- RECORDED INFORMATION -
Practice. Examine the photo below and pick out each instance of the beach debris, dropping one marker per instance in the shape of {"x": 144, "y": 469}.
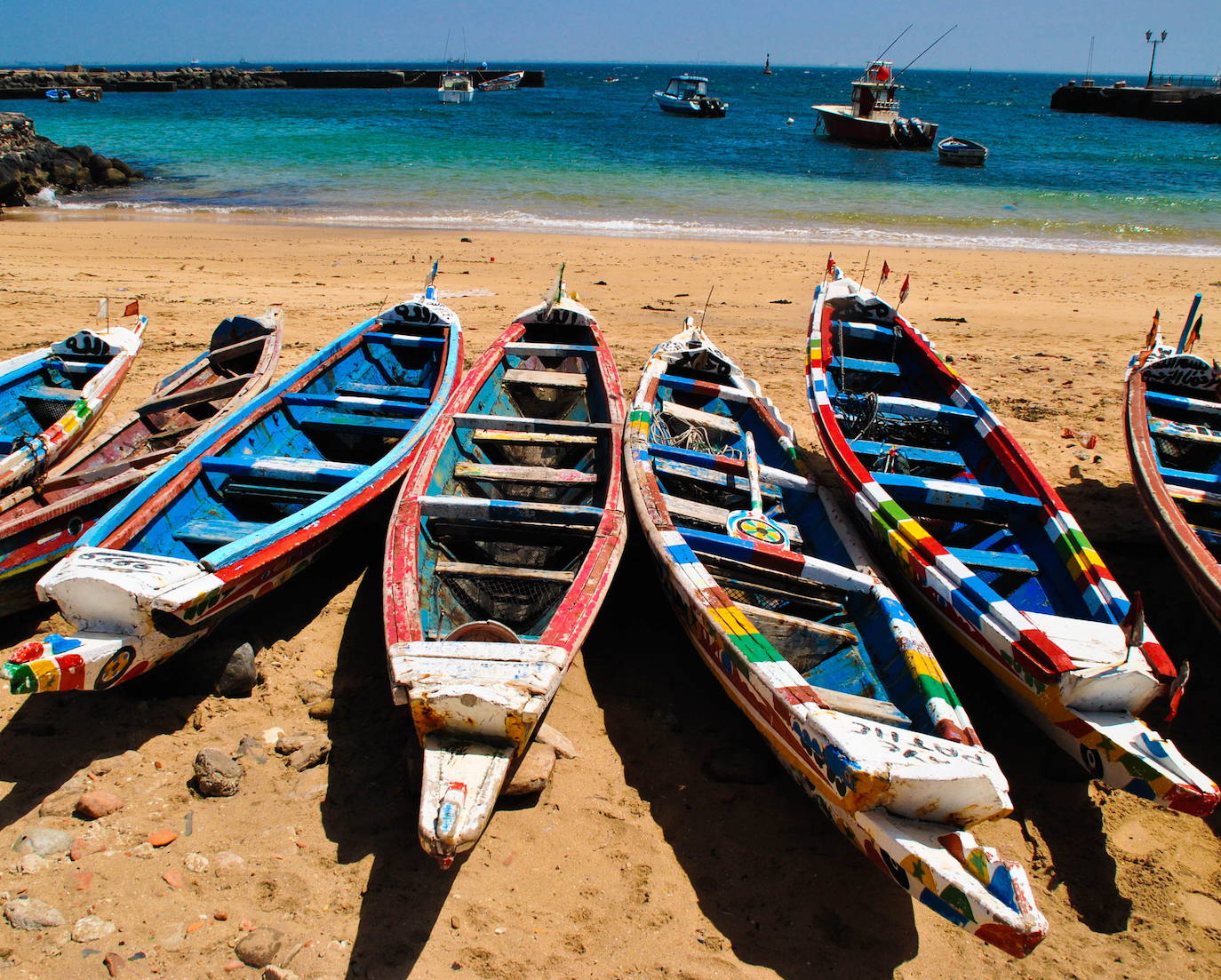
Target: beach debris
{"x": 32, "y": 914}
{"x": 1087, "y": 440}
{"x": 98, "y": 803}
{"x": 241, "y": 673}
{"x": 310, "y": 754}
{"x": 46, "y": 842}
{"x": 534, "y": 771}
{"x": 91, "y": 928}
{"x": 259, "y": 947}
{"x": 738, "y": 764}
{"x": 216, "y": 774}
{"x": 557, "y": 740}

- PROBLEM STATEMENT -
What is needed is an exact output of the records above, with every picture left out.

- RESULT -
Practice. Examine the photo below and pick out each instance of the beach debris, dropping one marker per instance in the shape of {"x": 144, "y": 469}.
Target: beach debris
{"x": 32, "y": 914}
{"x": 1087, "y": 440}
{"x": 98, "y": 803}
{"x": 241, "y": 673}
{"x": 310, "y": 754}
{"x": 46, "y": 842}
{"x": 534, "y": 771}
{"x": 91, "y": 928}
{"x": 259, "y": 947}
{"x": 738, "y": 764}
{"x": 216, "y": 774}
{"x": 557, "y": 740}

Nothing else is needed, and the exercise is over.